§ **Your goal**
Copy all of the records below word for word, leaving out the pictures.

§ **Entries**

▬▬▬▬▬▬▬▬▬▬

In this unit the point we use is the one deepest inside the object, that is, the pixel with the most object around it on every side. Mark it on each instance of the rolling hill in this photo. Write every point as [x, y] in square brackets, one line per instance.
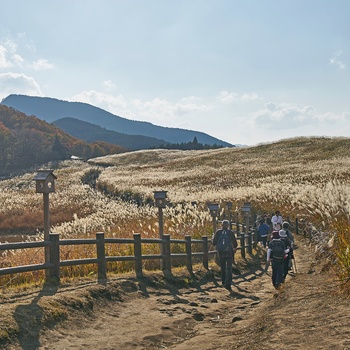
[27, 141]
[92, 133]
[50, 110]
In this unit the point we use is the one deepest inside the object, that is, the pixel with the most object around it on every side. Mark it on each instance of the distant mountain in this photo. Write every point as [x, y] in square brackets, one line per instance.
[27, 141]
[92, 133]
[50, 110]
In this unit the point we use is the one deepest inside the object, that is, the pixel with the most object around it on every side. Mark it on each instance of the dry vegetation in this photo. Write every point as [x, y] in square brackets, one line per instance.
[308, 178]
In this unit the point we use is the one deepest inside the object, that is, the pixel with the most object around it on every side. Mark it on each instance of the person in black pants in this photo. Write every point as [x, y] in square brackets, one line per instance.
[226, 244]
[276, 253]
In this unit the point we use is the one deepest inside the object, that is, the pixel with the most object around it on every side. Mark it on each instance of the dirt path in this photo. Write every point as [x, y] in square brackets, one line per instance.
[154, 314]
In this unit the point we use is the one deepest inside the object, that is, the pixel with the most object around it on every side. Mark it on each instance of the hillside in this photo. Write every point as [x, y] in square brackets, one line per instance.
[92, 133]
[50, 110]
[26, 141]
[305, 178]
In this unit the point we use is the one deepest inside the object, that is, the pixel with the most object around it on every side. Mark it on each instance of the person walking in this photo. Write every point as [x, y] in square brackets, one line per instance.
[287, 265]
[277, 221]
[276, 253]
[226, 245]
[263, 230]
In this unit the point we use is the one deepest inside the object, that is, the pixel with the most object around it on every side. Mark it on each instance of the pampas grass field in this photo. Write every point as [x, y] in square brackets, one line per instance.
[304, 178]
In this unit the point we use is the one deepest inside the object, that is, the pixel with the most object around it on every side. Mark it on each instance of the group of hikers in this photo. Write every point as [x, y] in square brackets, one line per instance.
[273, 233]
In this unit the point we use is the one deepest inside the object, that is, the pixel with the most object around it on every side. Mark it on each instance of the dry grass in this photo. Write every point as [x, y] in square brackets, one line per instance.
[307, 178]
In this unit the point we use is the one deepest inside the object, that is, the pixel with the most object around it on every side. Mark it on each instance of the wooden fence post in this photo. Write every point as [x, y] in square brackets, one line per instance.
[205, 252]
[189, 254]
[250, 250]
[255, 239]
[54, 258]
[296, 226]
[166, 253]
[138, 254]
[101, 256]
[243, 245]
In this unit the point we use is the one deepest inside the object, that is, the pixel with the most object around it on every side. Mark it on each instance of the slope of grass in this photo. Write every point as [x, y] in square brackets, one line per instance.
[307, 178]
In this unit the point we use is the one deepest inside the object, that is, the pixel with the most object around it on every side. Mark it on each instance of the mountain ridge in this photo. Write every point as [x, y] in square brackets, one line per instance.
[52, 109]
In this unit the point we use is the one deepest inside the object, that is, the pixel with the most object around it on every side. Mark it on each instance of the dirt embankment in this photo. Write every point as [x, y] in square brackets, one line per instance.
[186, 312]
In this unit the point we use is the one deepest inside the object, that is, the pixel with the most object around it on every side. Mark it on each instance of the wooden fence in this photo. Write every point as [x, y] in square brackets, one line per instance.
[246, 243]
[247, 240]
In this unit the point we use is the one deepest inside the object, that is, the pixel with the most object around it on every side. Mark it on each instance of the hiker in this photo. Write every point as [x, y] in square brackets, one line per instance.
[286, 227]
[276, 253]
[263, 231]
[289, 266]
[277, 221]
[287, 263]
[226, 244]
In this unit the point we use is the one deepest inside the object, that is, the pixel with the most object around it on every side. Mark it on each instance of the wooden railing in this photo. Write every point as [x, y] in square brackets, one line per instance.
[246, 243]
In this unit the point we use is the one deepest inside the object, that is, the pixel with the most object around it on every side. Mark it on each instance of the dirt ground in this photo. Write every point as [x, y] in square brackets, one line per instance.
[187, 312]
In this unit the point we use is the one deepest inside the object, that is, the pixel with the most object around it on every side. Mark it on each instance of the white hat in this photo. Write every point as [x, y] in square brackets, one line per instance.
[282, 233]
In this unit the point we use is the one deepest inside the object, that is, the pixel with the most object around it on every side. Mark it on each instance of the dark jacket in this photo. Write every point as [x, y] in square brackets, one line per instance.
[232, 238]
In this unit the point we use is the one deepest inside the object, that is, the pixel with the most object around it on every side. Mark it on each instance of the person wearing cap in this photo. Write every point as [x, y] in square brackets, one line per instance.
[276, 253]
[222, 237]
[287, 260]
[277, 220]
[286, 227]
[263, 230]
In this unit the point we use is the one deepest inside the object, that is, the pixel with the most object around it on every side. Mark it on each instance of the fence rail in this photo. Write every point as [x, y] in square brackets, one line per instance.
[246, 242]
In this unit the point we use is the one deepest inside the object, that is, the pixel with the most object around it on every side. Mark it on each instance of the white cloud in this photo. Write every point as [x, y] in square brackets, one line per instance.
[288, 116]
[109, 85]
[229, 97]
[335, 60]
[42, 64]
[4, 59]
[157, 110]
[14, 83]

▬▬▬▬▬▬▬▬▬▬

§ **Finished task**
In this unit the point we use is the one deepest inside the object, that is, the pixel with the most object around it on every side. Mark it on each instance of the rolling hill in this photo. Write every point as [x, y] in square brackets, one line per instance.
[27, 141]
[92, 133]
[50, 110]
In this unit the point we use is the one deepest inside the object, that is, the pixel with the most object around it on every side. Mark it on each instance of the distant mountain in this photo. Write every point as [x, y] in square brackets, one line per instance.
[27, 141]
[92, 133]
[50, 110]
In this unit the point we use is the one deepest inside the object, that is, the pixel with the most object around it on every side. Mark it on each instance of the dry vegetation in this photo. Write every point as [x, y] in square brackets, one line per instance.
[308, 178]
In this unit the point we use is the one deepest inside the object, that is, the pixel with the most object around it on every side. Mark it on each instance of the person in black pants in this photo. Write every point as [x, y] in square brackets, one line per instance.
[226, 244]
[276, 253]
In this unit the point we use is the one deepest inside the object, that is, the pixel with the most object around it on every side. Mark it on each instance of the dirt path in this photo. Write every point as [x, y] in square brackets, one line per instance.
[154, 314]
In this unit the point we use is the one deepest inside the object, that is, the pixel with the most object around it on every side. Mark it on each instance of the hillside in this photo. Write every point as [x, y] in square brackets, one line per instance.
[92, 133]
[50, 110]
[26, 141]
[305, 178]
In this unit the point we use is the one deepest inside the object, that is, the pixel with the most object around it on every side. Mark it on each instance of the person walking in this photo. Write every point as [x, y] in square brackets, one line per instance.
[287, 265]
[277, 221]
[276, 253]
[226, 245]
[263, 230]
In this unit the point we use is the one deepest inside the object, that is, the pixel with the most object around it on every side. Mark it on each instance of the pampas grass field in this photo. Write every point as [x, y] in square brackets, one line per instance.
[304, 178]
In this unit the point we use is the one deepest inside the object, that is, the pixel with the most object around it on every side. Mark it on each instance of the group of hikers in this photo. Write every point as [x, y] in square brackets, one line per instance.
[273, 233]
In this unit the point we use is the one deepest inside the object, that is, the pixel with the most object around it on every side. Mark it on each instance of the dry grass in this photo. Write every point as [x, y] in square brackets, one line per instance.
[307, 178]
In this unit the point we use is the one deepest inside the object, that is, the pixel with the most object around it on every side. Mark it on each instance of the wooden fence post in this photo. Write every point as [x, y] in square brackets, one line per instance.
[205, 252]
[189, 254]
[250, 250]
[255, 239]
[54, 258]
[296, 226]
[166, 253]
[138, 254]
[101, 256]
[243, 245]
In this unit the point we use is the one deepest inside the object, that is, the pixel with the most object around it on every side. Mark it on each instance of the slope of grass in this photo. Write every point as [x, y] in square brackets, one line per instance.
[307, 178]
In this unit the point we use is the one deepest inside the object, that is, the pixel with the most object around it on every side. Mark it on each instance of the mountain ridge in this photo. Write every point as [x, y] in square brackets, one line per instance.
[52, 109]
In this unit the point we use is the one deepest inside the object, that is, the pixel with the most object around it on every side. Mark it on each instance of the dirt embankment in this photo. Write every point as [x, y] in square brackets, one line per instance.
[186, 312]
In this unit the point we use is the one deepest inside the object, that is, the pixel with the most object around it on every side. Mark it on each instance of the wooden fence in this photo. Write every point as [x, y] in square brackets, one line per instance.
[246, 243]
[247, 240]
In this unit the point we use is the one deepest inside the object, that is, the pixel with the most object around it on every side. Mark it on each instance of the hiker in this photo. Write every point as [x, y] in square brackets, one line per instance.
[286, 227]
[276, 253]
[263, 231]
[289, 266]
[277, 221]
[287, 263]
[226, 244]
In this unit the point we use is the one deepest inside the object, that is, the pixel with the most object around it on every side. Mark it on each instance of the wooden railing in this photo. Write every point as [x, y] in square brackets, one line per instance.
[246, 243]
In this unit the point we use is the one deepest inside the object, that is, the pixel with the most object around it on every side. Mark it on each instance of the dirt ground in this photo. Write every point as [x, y] in square brackets, one line per instance.
[187, 312]
In this unit the point we use is the one deepest inside the object, that is, the pixel with the most object around it on every side. Mark it on each instance of the white hat in this photo. Write every point as [x, y] in square brackets, one line per instance.
[282, 233]
In this unit the point we use is the one deepest inside the object, that is, the pixel with the most object around it on every side. Mark it on each instance of the dark jacket in this photo. Write every point as [x, y] in square brackets, one line per instance.
[232, 238]
In this unit the point we use is the one deepest inside the object, that is, the pixel with the most object around it on every side. Mark it on each instance of the person wearing cap in this photo. Write every point as [x, y] in square brackets, one line per instance.
[276, 253]
[222, 237]
[287, 260]
[277, 220]
[286, 227]
[263, 230]
In this unit the point we use is the one deepest inside the object, that is, the pixel with the most object around it on every side. Mark it on each instance of the fence rail in this photo. Write every point as [x, y] in square brackets, one line per instance.
[246, 242]
In this unit the point we use is the one deepest inside the object, that is, the pixel with the most object around it on every side. Mark it on each instance of the white cloud in this photo. Write every point as [x, y] in square brackets, one line per instance.
[288, 116]
[109, 85]
[229, 97]
[335, 60]
[42, 64]
[4, 59]
[157, 110]
[14, 83]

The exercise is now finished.